> **Problem details**:
From the blog post below about first-time new mums, list each preparation or source of support that it says will not completely prepare you for the actual birth of your baby.

> **Quoted passage**:
┌────────
I know when many of you read the title of this Blog, you will immediately nod your head and say 'Yes – I know exactly what that is like and it wasn't good’
Let me state right now that I'm not talking about Post Natal Depression. I am totally unqualified to deal with that and PND is something that only specialists can deal with.
What I am discussing here is the first-time new mum at home with a tiny baby after being discharged from a birthing unit very soon after giving birth.
The overwhelming state of suddenly realizing that you are responsible for this little scrap of humanity, is just that – overwhelming. You and the majority of new first time mums feel this way.
Despite having a Mid-wife who has been part of your life for most of your pregnancy, reading up on the birthing process, preparing a birthing plan, having a partner who is planning to be with you during the birthing process, and maybe your mother or a close friend, nothing will actually prepare you completely for the actual birth of your baby.
When I gave birth to my first baby in the early 70's, husbands weren't the most welcome person in the delivery room! He stayed with me during the first stage of labour – and then after 24 hours I delivered with my Doctor and a Maternity nurse and required extensive suturing by a specialist immediately following the birth.
Did I expect all this before my baby was born? No – not ever! And neither did my husband!
My second baby's birth was slightly quicker – but still long and requiring suturing and the third baby – yes – you've guessed – shorter – around 5 hours but with an episiotomy an added extra. Did I expect this – no – never!
What I'm saying here is that every birth is different – often with unexpected twists and turns, like the lovely mum I knew who delivered twins even though she was told that –“ no – you are not having twins”! No scanning in those days!
My babies were born in an era where mothers and babies stayed in hospital for two weeks after the birth. Our babies did not sleep beside us, but after being put to the breast, or given a bottle (yes, that does happen, and some mums make that decision – more of that later), the babies were returned to the nursery where they were tucked down in their own crib and the mums did not see them again until the next feed in around three hours.
└────────
> **Data listing**:
┌────────
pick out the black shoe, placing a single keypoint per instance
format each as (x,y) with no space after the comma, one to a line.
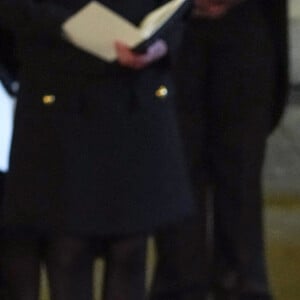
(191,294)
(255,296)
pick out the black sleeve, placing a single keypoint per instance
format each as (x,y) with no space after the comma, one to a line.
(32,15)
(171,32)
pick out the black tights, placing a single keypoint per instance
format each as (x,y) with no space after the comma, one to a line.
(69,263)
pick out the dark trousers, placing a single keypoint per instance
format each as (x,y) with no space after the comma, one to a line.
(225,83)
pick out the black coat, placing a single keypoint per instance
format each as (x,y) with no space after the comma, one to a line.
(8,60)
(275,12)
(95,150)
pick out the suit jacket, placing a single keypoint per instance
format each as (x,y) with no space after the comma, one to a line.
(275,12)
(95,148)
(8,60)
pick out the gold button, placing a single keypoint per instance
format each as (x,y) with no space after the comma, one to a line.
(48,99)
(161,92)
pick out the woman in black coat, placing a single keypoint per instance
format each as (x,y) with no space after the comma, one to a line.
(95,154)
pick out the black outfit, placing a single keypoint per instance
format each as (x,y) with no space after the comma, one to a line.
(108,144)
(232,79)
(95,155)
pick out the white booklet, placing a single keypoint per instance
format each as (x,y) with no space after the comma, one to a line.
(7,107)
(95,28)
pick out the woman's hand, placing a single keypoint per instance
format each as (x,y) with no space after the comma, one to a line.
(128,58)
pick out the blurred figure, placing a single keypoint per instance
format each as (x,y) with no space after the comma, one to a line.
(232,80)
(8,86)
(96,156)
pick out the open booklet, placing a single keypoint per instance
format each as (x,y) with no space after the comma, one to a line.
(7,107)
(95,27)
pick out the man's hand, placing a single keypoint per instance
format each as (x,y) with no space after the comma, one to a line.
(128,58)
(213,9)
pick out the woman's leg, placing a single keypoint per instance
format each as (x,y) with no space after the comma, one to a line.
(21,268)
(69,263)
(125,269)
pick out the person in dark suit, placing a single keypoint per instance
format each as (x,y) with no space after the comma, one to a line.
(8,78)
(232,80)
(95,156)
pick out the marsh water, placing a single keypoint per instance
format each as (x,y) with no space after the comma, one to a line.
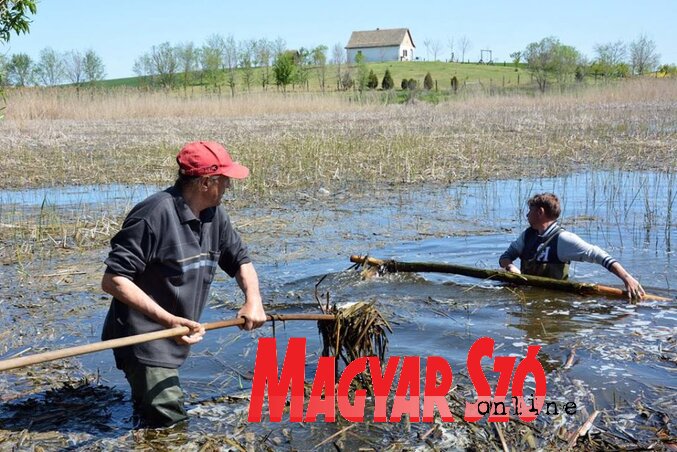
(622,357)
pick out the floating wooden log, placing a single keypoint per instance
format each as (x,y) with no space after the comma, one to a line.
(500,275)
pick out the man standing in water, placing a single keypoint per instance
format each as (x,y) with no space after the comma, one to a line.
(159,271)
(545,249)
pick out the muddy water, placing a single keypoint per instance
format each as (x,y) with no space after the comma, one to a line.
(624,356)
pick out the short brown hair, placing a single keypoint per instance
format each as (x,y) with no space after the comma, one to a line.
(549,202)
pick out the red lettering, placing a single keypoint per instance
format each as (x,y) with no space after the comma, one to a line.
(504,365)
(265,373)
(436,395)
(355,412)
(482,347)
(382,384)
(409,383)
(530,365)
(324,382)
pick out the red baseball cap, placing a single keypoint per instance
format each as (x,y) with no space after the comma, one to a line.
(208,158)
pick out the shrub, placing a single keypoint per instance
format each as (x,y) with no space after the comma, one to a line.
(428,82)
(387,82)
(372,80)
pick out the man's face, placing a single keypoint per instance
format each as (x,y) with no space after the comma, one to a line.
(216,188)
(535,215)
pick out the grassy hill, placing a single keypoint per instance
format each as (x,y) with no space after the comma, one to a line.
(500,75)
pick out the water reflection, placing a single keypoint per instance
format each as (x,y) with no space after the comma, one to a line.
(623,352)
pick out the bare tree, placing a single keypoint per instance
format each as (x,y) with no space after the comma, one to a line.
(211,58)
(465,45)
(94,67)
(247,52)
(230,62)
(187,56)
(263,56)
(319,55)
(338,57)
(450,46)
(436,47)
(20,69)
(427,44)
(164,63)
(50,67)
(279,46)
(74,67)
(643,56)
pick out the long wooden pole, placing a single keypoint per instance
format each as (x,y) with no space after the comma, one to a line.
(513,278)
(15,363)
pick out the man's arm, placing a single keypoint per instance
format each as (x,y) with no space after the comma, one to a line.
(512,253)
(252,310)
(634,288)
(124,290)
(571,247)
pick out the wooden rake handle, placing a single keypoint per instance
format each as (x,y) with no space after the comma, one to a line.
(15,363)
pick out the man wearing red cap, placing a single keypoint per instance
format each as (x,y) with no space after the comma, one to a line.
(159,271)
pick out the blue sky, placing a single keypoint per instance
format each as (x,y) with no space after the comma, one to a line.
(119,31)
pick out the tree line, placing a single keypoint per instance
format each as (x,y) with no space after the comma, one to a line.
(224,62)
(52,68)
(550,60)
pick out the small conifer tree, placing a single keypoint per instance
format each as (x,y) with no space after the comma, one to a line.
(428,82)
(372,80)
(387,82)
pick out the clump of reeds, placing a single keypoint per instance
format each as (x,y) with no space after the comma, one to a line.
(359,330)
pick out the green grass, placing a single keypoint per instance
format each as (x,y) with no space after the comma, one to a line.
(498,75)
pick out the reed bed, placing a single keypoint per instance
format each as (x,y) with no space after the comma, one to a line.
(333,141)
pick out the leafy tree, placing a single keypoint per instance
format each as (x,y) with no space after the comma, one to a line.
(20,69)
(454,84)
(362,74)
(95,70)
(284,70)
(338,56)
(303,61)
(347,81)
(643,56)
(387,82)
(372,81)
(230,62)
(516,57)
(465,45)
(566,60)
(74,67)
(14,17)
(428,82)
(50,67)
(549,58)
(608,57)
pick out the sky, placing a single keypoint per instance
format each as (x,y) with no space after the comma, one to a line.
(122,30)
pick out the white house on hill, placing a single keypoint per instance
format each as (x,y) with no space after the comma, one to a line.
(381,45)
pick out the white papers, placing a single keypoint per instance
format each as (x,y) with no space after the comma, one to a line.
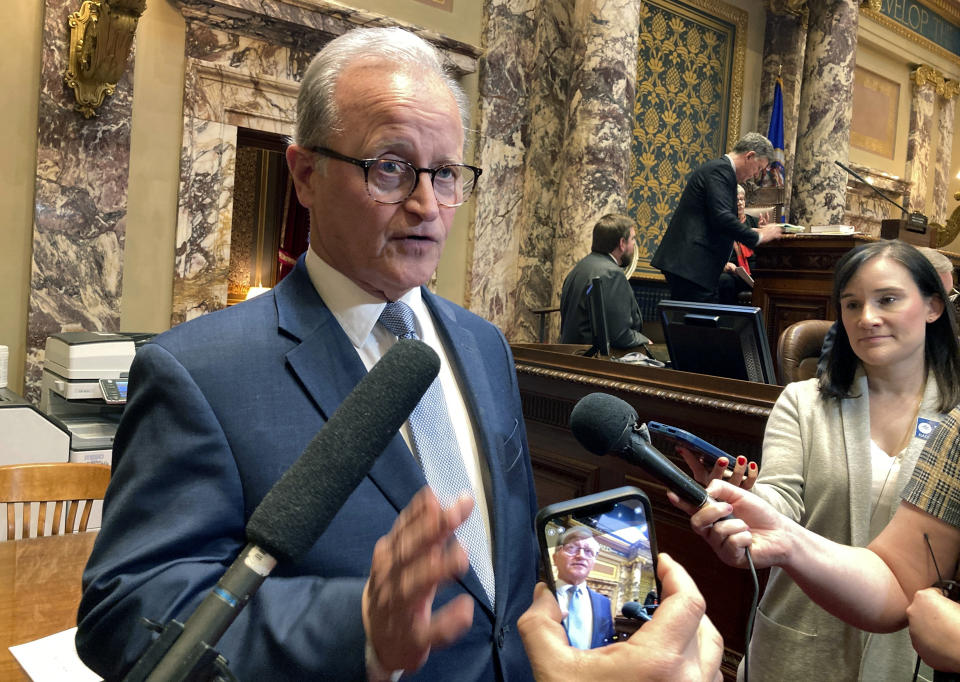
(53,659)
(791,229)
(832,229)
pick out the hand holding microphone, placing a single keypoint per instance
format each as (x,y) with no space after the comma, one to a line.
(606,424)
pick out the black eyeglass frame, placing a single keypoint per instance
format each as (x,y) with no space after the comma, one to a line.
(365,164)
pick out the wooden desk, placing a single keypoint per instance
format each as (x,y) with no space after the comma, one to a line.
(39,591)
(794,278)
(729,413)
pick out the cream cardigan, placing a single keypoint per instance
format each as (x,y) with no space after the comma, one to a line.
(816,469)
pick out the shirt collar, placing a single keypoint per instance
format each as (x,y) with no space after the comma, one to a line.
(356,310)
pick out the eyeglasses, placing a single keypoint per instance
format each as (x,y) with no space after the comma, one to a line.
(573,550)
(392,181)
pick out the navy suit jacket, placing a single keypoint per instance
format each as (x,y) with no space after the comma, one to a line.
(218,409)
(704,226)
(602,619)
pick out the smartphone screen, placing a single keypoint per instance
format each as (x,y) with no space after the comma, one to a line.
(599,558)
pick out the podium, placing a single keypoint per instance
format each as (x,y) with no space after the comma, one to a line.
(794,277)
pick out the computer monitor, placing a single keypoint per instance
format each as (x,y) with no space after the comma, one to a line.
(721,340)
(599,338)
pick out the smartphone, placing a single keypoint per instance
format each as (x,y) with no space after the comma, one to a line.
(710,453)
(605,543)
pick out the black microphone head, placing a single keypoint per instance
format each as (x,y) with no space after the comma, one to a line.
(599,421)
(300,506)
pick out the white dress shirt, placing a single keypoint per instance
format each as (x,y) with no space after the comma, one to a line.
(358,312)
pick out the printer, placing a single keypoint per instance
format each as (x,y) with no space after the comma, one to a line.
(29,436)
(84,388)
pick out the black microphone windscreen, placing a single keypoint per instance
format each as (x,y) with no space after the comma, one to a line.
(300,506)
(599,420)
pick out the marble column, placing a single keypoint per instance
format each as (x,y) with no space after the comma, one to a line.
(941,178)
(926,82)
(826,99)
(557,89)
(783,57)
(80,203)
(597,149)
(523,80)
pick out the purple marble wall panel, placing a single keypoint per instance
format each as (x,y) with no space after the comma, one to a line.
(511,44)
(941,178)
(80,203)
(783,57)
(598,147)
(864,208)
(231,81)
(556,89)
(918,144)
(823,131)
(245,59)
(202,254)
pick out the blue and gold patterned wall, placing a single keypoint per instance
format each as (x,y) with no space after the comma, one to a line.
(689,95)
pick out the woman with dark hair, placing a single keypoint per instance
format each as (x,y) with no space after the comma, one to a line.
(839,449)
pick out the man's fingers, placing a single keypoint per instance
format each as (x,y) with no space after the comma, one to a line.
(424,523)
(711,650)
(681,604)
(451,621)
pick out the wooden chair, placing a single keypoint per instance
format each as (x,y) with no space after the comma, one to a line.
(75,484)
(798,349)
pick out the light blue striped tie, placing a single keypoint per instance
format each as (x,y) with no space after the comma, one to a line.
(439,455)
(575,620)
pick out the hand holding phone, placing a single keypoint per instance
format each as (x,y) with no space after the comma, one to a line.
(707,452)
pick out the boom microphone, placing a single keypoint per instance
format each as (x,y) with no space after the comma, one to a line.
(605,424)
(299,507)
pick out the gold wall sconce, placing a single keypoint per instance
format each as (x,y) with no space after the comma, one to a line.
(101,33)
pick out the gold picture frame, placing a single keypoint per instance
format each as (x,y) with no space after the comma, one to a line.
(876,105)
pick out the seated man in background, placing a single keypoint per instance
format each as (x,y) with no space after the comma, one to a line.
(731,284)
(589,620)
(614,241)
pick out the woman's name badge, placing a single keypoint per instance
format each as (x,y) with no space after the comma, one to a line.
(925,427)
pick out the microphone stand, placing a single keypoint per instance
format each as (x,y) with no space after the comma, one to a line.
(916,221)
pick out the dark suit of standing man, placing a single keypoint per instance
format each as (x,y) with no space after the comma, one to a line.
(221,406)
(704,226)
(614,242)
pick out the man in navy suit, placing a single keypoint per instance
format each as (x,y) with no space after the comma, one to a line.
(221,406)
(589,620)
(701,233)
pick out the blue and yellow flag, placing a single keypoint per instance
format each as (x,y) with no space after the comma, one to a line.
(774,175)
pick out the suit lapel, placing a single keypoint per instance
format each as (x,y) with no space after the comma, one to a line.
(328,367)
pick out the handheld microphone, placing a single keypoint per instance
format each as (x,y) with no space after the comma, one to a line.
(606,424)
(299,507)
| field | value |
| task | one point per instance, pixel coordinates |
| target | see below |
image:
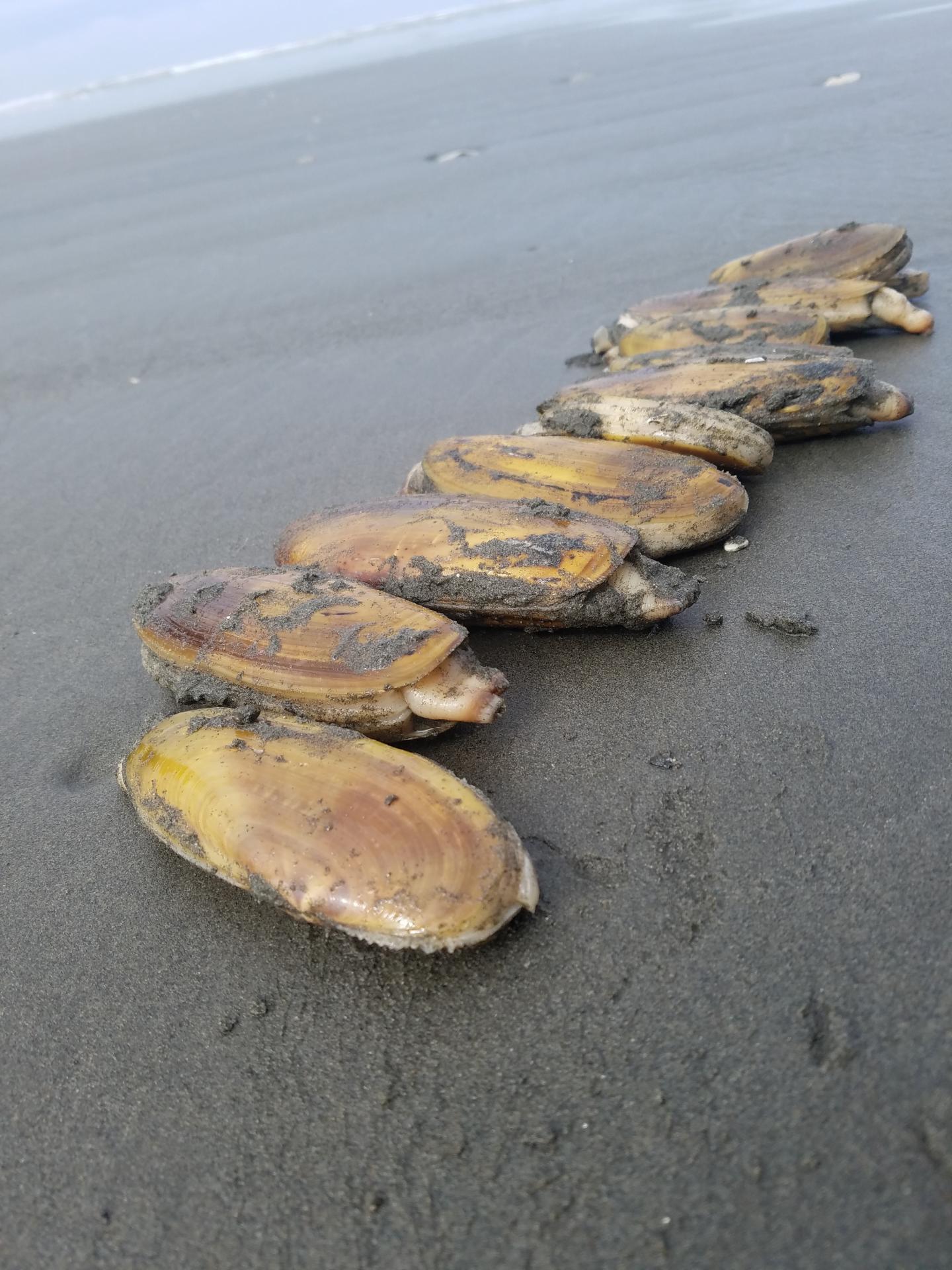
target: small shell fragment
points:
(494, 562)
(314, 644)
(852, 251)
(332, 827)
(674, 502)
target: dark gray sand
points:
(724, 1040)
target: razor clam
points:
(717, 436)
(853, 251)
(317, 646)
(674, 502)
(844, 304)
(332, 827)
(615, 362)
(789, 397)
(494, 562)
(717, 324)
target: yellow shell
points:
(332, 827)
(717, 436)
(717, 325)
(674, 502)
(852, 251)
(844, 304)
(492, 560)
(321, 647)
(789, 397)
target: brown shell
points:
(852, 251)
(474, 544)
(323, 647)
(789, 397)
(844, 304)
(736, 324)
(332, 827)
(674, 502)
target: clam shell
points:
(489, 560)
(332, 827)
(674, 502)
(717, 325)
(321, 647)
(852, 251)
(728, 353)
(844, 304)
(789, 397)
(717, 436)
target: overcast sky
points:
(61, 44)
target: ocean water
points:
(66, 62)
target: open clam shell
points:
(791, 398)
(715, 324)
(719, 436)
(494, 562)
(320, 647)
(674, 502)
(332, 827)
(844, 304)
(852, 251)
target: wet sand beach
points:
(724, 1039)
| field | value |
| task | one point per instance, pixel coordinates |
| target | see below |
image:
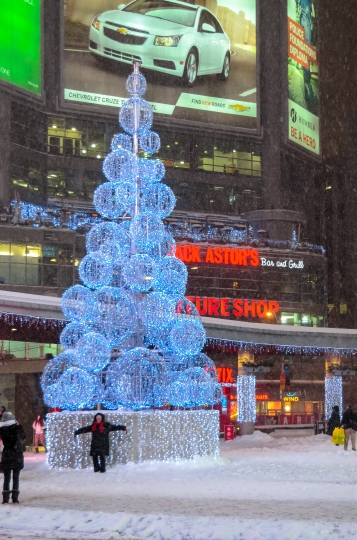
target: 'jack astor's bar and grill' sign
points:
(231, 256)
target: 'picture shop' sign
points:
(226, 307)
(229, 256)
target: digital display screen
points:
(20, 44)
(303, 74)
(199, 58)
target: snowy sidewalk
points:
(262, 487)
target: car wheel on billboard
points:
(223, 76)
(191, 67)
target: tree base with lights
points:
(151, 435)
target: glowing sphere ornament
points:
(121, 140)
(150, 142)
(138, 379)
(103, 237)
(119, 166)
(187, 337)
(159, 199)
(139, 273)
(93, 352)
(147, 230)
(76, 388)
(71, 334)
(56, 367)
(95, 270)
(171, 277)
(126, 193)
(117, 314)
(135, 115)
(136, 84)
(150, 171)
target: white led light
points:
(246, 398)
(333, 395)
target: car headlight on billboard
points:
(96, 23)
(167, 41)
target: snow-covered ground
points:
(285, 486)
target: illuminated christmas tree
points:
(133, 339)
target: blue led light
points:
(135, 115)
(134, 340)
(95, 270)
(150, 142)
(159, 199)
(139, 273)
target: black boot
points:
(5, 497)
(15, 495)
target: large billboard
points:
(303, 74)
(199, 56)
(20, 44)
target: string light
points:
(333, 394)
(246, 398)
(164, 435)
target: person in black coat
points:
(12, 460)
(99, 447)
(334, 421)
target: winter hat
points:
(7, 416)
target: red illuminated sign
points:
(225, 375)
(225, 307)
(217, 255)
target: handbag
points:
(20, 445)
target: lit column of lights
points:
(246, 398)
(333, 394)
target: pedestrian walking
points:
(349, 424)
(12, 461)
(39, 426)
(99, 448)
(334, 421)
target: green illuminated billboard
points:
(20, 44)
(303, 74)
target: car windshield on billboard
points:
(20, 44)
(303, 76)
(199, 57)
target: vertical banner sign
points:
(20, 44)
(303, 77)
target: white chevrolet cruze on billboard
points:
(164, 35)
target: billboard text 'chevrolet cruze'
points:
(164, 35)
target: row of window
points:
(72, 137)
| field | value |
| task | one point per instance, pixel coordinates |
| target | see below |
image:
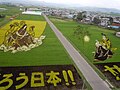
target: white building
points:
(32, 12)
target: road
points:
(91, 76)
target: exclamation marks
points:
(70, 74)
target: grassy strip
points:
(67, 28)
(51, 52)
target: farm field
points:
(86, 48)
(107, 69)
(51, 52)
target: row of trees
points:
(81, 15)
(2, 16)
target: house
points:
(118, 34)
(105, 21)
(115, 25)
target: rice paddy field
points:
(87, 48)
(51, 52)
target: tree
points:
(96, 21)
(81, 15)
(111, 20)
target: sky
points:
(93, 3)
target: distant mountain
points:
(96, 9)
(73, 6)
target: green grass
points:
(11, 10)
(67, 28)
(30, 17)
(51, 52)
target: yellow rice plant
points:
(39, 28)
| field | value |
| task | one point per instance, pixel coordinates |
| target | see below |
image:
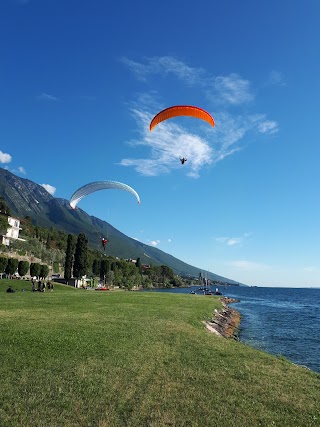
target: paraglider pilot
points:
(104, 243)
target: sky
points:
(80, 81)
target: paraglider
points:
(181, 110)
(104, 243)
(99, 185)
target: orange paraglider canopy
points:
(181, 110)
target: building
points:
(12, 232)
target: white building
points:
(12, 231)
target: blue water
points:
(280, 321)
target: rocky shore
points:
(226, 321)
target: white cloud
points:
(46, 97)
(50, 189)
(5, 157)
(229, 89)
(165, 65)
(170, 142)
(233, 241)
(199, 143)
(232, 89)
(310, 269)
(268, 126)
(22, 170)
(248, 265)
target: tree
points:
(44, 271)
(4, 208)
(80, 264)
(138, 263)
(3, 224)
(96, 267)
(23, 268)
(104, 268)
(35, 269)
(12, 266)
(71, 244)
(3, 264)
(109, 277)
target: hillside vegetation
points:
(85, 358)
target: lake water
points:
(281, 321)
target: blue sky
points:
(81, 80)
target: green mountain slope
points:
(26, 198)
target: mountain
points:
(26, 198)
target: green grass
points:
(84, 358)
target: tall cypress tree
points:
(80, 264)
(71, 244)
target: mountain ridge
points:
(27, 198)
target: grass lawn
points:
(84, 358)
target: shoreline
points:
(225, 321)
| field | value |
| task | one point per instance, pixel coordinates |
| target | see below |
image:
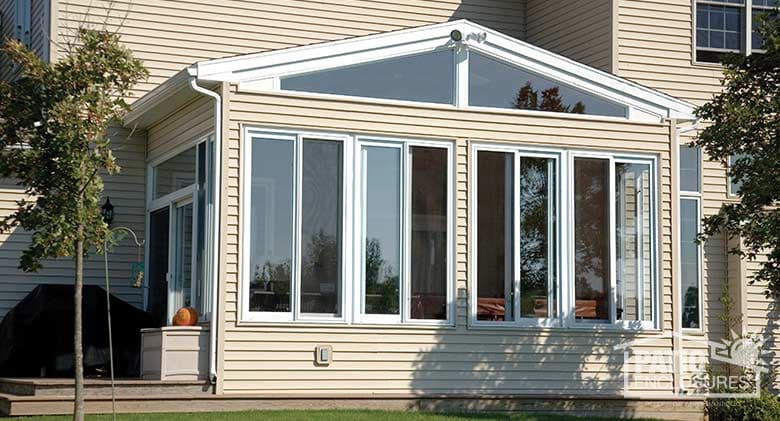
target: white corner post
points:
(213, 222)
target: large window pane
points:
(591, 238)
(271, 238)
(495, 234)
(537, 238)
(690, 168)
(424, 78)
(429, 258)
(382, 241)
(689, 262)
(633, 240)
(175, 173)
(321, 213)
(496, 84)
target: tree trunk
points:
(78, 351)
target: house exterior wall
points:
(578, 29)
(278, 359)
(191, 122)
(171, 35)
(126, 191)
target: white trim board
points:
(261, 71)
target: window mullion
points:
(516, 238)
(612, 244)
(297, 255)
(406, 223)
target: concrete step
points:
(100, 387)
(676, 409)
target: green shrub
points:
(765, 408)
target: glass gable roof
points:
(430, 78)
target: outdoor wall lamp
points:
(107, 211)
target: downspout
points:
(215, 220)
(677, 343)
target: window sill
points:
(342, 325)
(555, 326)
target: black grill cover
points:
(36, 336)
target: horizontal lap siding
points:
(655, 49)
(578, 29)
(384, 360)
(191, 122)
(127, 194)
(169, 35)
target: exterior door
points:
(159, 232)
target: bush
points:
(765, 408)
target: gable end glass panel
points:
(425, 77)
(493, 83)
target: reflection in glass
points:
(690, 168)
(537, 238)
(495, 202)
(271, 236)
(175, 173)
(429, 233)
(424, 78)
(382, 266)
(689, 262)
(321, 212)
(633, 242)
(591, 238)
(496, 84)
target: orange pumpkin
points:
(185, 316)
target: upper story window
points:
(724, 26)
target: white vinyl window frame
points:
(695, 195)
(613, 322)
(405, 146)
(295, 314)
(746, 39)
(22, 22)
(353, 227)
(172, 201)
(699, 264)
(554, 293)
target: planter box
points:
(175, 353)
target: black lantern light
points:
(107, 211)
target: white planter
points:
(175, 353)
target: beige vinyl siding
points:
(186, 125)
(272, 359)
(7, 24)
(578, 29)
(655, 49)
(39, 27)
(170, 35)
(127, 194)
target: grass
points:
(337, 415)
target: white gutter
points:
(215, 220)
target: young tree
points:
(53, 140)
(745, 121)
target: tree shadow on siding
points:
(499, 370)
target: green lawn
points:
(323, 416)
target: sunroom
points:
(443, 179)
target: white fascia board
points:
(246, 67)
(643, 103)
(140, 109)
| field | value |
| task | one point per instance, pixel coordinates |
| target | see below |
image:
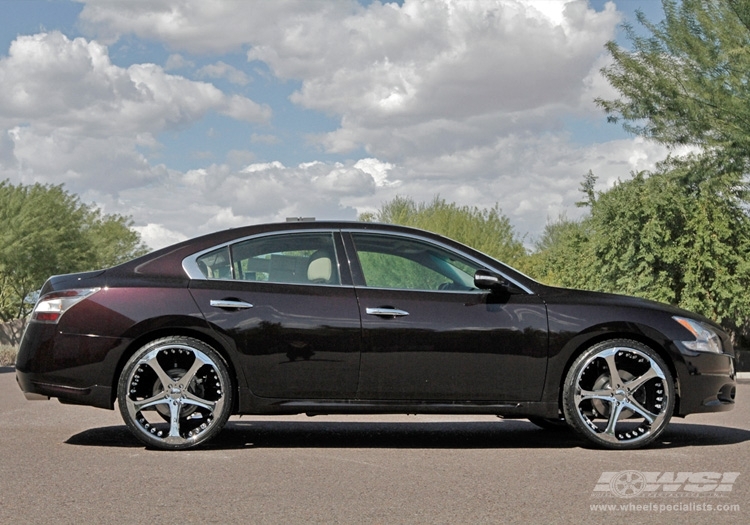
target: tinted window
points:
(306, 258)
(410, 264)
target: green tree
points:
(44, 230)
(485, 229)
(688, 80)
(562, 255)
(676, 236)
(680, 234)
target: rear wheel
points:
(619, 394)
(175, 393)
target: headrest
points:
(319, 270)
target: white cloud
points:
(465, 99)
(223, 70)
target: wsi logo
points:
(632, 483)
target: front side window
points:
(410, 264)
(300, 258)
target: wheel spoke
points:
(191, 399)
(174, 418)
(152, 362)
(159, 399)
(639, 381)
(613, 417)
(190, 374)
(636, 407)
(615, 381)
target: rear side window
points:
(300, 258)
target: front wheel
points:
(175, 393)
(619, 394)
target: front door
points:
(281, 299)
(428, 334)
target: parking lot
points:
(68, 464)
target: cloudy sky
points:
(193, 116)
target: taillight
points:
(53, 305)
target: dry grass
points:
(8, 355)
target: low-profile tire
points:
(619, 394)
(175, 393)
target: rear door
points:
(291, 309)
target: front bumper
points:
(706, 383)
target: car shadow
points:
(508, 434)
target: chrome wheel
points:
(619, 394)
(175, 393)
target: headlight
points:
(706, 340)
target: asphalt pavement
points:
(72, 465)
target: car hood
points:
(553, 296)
└────────
> **Solution to the problem**:
- Having a Mid-wife who has been part of your life for most of your pregnancy
- Reading up on the birthing process
- Preparing a birthing plan
- Having a partner who is planning to be with you during the birthing process
- Maybe your mother or a close friend